Work instruction →
Please filter the entries for the word "black" and copy every line that has it.
** Material for this exercise follows **
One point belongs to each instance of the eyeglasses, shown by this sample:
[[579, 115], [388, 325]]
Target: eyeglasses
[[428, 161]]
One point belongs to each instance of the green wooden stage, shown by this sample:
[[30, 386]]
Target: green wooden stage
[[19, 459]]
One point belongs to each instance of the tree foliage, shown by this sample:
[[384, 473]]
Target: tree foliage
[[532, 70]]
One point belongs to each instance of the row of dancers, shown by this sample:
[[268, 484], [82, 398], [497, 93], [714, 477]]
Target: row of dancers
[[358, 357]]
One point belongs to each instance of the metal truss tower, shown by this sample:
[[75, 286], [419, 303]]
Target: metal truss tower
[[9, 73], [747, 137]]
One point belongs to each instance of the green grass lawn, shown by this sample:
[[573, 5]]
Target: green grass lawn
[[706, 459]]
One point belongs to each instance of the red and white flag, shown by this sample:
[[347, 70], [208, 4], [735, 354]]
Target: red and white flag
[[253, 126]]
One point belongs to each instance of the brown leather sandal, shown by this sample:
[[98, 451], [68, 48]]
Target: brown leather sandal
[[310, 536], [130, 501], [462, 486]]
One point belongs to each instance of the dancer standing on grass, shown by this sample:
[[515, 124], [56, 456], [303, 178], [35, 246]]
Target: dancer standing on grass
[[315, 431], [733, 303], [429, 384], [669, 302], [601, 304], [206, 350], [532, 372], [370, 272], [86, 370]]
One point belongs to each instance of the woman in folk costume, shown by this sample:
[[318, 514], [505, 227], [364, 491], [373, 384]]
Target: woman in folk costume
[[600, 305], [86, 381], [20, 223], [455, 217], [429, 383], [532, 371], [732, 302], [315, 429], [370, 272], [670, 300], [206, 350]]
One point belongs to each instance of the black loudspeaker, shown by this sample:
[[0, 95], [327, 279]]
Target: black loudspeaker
** End of Material for this exercise **
Your response →
One point belongs to each instance of the black loudspeaker, shown by this sample:
Target: black loudspeaker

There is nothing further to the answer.